Image boundary annotation data:
+ + + + +

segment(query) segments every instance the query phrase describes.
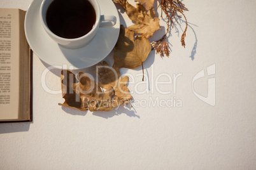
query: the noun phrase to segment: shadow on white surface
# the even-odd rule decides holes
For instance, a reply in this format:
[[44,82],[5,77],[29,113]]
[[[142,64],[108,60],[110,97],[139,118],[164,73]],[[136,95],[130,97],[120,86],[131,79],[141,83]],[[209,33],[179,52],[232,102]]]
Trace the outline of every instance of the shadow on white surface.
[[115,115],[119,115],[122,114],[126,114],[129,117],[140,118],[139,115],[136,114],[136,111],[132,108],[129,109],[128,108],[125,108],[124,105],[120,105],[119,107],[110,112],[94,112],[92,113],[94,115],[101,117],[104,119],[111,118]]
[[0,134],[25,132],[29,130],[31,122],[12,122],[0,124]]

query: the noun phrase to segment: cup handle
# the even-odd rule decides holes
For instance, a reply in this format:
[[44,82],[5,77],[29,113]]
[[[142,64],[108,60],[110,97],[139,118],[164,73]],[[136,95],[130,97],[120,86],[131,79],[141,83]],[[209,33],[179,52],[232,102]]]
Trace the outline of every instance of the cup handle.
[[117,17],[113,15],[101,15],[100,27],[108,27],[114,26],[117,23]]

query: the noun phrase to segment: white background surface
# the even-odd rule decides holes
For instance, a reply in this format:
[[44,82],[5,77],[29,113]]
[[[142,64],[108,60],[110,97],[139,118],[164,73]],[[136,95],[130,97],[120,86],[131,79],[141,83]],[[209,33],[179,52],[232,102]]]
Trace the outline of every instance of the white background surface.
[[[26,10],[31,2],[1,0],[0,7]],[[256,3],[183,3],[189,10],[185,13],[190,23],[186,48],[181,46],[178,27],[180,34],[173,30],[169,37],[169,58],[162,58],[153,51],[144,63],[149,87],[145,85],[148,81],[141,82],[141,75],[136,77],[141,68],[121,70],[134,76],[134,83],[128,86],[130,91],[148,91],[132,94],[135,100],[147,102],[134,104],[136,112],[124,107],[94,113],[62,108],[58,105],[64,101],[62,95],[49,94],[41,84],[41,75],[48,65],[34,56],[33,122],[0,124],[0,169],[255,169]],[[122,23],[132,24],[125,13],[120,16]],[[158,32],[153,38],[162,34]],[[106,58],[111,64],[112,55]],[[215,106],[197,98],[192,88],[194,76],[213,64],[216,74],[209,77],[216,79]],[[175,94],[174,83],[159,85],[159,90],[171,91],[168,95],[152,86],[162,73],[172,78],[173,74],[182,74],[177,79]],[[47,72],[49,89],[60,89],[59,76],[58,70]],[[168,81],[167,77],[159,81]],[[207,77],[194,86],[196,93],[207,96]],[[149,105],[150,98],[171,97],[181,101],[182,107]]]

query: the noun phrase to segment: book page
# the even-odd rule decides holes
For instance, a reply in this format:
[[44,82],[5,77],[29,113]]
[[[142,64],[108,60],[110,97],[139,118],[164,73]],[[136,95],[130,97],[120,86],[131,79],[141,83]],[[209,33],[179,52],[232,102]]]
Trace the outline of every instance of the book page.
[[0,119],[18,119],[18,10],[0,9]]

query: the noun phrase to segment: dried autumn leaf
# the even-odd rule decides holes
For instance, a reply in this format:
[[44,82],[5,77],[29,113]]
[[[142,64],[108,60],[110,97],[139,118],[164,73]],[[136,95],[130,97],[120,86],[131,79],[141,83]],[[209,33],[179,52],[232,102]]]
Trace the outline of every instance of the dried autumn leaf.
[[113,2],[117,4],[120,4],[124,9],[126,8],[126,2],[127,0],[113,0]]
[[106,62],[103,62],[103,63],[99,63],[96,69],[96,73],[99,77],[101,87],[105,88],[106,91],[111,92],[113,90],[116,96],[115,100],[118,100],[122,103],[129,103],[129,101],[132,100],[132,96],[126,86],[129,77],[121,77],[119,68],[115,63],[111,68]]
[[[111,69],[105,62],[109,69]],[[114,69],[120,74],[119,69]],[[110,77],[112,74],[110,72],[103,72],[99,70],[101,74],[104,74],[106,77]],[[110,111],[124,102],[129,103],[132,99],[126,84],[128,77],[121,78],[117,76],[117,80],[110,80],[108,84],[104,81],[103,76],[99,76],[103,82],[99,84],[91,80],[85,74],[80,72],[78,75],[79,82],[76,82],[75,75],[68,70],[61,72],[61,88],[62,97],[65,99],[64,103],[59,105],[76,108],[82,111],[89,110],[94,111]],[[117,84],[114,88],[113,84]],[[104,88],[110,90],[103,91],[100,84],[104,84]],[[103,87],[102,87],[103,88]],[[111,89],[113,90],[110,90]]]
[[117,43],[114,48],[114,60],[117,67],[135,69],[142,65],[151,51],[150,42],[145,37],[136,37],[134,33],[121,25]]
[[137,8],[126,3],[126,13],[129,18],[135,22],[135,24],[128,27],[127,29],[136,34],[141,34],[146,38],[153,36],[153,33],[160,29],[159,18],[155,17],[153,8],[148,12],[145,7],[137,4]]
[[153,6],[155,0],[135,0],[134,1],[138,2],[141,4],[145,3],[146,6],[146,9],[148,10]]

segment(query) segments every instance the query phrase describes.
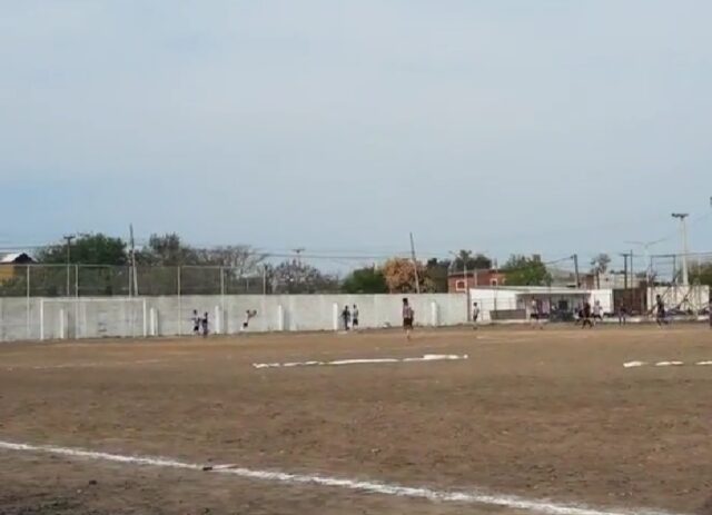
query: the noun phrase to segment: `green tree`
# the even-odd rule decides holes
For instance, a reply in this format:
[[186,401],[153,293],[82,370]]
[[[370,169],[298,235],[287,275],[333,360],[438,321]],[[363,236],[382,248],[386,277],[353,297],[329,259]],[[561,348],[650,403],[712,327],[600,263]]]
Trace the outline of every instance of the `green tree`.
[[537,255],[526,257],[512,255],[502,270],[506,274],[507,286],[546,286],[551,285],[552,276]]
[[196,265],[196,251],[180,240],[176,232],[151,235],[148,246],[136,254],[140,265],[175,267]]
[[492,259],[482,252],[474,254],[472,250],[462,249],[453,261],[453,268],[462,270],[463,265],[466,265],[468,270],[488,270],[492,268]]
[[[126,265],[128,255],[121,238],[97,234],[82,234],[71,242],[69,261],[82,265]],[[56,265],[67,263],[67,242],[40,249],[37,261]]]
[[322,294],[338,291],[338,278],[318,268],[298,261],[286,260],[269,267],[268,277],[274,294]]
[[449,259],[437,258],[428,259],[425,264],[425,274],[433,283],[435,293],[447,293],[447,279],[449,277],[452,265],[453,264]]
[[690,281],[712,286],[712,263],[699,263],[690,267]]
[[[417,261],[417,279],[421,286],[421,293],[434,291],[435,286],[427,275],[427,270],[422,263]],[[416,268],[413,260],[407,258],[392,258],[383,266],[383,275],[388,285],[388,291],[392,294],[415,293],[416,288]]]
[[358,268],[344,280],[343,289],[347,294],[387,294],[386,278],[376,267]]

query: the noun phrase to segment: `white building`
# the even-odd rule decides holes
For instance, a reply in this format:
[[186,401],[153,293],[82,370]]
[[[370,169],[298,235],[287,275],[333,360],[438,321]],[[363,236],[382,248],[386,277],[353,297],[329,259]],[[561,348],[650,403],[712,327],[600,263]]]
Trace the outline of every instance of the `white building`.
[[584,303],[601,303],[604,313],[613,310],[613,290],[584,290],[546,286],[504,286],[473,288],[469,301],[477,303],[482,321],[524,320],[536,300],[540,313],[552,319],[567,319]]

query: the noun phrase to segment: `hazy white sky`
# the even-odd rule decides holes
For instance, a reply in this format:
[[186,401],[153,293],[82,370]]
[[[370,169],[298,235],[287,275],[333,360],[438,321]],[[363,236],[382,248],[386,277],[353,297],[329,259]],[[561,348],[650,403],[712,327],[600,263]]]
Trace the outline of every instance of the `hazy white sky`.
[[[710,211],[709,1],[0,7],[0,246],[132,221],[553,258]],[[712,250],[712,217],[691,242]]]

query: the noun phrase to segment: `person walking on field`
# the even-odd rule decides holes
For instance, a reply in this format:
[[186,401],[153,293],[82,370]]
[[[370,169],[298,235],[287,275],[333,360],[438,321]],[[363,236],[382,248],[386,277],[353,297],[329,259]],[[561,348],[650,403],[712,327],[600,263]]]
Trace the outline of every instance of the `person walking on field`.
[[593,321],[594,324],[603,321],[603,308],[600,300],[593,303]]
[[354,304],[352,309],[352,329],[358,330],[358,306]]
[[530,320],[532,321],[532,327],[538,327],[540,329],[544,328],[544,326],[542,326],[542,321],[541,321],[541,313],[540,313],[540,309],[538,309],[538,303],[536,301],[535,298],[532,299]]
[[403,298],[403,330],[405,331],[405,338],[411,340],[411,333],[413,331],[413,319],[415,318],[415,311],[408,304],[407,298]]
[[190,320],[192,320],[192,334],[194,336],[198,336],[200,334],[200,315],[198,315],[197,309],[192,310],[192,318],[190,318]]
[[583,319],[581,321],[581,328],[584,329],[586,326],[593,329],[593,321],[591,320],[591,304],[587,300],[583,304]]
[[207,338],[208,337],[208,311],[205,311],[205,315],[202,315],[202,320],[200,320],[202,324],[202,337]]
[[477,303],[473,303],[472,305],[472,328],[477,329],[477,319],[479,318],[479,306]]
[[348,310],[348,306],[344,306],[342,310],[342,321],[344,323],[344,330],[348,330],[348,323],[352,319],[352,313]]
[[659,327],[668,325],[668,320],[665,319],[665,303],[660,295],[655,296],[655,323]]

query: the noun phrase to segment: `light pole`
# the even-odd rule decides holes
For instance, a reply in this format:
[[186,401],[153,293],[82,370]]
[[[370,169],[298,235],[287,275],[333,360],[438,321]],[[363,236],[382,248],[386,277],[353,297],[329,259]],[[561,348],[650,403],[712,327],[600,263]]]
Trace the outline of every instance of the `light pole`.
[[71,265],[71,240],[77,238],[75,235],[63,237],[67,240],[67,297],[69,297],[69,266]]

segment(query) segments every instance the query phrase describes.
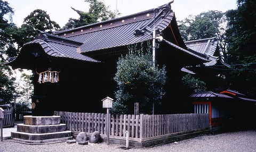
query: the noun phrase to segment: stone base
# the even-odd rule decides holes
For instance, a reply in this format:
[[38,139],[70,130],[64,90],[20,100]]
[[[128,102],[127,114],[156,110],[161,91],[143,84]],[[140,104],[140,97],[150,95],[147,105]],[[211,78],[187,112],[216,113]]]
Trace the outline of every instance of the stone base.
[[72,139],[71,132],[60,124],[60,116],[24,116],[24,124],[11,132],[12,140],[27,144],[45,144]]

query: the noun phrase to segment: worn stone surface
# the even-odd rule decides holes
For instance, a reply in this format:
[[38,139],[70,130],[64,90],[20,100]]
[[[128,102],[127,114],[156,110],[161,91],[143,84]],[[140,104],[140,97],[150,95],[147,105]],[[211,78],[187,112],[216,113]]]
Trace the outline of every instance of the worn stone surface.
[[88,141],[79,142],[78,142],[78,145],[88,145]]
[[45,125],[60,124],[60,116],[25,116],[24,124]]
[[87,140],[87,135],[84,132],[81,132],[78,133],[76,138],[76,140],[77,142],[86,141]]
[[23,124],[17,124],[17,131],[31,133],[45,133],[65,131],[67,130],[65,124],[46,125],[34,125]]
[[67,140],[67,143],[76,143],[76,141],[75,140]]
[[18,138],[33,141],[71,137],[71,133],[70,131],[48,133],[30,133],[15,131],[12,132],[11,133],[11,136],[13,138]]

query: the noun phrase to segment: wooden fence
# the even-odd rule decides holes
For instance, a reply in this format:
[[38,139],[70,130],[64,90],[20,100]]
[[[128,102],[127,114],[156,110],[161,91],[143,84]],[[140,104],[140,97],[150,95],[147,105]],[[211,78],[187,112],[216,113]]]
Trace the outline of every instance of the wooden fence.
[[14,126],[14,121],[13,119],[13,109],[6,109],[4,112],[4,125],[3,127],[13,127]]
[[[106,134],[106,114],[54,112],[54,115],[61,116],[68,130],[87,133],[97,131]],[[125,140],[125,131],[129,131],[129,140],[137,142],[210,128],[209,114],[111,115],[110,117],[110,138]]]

+ + + + +

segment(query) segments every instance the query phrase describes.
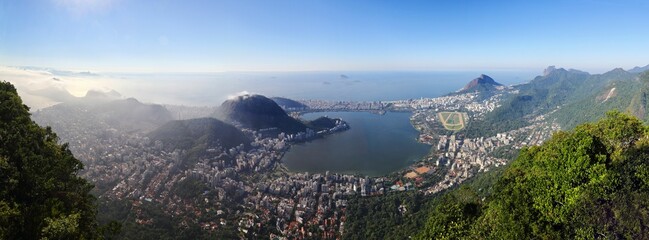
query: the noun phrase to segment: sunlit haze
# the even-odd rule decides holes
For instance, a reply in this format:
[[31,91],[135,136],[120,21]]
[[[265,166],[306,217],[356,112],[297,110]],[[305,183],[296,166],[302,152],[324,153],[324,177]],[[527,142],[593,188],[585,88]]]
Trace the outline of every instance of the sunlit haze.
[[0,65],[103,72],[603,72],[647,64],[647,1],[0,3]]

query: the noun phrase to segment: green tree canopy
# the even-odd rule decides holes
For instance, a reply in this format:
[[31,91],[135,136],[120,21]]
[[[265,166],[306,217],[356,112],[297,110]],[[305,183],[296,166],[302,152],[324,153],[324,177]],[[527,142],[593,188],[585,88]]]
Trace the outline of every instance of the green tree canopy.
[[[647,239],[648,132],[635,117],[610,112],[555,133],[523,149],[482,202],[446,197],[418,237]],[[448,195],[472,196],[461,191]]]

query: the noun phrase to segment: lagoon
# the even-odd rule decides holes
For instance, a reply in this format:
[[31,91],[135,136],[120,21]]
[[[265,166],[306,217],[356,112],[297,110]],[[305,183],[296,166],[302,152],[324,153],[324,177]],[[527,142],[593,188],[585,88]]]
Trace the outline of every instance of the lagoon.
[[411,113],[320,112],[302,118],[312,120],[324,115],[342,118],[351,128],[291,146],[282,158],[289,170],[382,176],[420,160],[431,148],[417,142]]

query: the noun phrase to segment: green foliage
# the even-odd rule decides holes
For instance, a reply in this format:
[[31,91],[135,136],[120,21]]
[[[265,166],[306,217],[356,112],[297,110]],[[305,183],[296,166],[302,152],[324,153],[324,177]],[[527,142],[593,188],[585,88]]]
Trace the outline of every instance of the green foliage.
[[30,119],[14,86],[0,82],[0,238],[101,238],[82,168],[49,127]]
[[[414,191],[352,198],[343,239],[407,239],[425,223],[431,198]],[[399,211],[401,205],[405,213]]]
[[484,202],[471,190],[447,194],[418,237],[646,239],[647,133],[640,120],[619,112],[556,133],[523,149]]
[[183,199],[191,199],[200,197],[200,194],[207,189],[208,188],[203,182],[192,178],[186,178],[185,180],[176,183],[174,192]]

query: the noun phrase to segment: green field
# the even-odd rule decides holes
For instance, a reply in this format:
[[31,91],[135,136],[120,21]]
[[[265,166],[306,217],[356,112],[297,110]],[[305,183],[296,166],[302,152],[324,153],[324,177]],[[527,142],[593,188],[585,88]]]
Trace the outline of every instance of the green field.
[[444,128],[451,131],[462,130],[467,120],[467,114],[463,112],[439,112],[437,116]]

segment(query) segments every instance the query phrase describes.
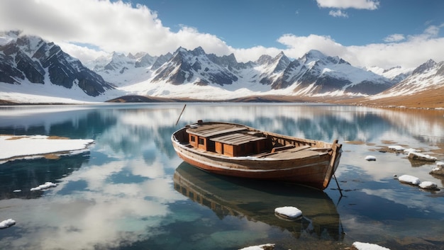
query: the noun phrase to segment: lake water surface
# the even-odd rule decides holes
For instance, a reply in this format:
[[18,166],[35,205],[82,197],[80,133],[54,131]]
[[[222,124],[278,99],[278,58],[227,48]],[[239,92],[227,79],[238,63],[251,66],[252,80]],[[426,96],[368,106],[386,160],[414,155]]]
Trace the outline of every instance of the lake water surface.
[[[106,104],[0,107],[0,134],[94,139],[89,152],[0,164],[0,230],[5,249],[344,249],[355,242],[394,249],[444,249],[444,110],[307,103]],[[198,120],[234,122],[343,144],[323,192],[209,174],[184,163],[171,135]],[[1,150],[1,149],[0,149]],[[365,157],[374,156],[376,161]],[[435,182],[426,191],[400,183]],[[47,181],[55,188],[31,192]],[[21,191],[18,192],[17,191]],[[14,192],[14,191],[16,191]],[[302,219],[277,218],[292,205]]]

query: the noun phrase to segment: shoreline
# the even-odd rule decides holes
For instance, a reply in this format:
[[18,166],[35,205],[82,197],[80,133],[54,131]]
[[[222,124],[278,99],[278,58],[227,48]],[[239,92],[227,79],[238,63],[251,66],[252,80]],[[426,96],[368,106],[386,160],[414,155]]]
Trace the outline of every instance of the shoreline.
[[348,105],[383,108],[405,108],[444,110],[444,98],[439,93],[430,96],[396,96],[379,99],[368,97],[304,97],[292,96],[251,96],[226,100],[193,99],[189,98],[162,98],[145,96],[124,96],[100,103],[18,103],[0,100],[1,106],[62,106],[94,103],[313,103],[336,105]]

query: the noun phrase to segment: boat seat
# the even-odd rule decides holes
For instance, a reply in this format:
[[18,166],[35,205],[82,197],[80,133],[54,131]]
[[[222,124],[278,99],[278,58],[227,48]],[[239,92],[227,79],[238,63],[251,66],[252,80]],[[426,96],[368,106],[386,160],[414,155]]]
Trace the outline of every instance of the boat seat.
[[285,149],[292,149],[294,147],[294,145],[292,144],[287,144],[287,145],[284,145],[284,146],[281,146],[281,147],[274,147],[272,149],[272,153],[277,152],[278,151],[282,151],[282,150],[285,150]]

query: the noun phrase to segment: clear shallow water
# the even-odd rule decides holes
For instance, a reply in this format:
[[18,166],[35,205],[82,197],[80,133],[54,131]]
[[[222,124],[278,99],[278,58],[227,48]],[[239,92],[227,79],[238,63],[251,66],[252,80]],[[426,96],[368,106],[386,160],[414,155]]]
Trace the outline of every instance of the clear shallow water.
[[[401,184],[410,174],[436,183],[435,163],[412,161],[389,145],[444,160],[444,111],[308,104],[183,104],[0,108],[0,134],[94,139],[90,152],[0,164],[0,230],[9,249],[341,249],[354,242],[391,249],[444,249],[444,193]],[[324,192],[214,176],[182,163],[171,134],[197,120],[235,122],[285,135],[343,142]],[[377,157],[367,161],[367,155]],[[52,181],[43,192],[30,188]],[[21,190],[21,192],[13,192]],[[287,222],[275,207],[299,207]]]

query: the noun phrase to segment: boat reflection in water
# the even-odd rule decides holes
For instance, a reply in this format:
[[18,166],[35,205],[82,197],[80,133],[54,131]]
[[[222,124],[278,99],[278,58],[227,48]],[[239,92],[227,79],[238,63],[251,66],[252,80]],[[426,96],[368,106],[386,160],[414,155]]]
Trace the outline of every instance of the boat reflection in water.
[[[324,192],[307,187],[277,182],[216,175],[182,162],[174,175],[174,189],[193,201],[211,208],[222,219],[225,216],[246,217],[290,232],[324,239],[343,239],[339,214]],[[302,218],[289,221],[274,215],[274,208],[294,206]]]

+ + + + +

TASK PROMPT: Count the lines in the rows above that contain the string "person". Give only the number.

REPLY: 2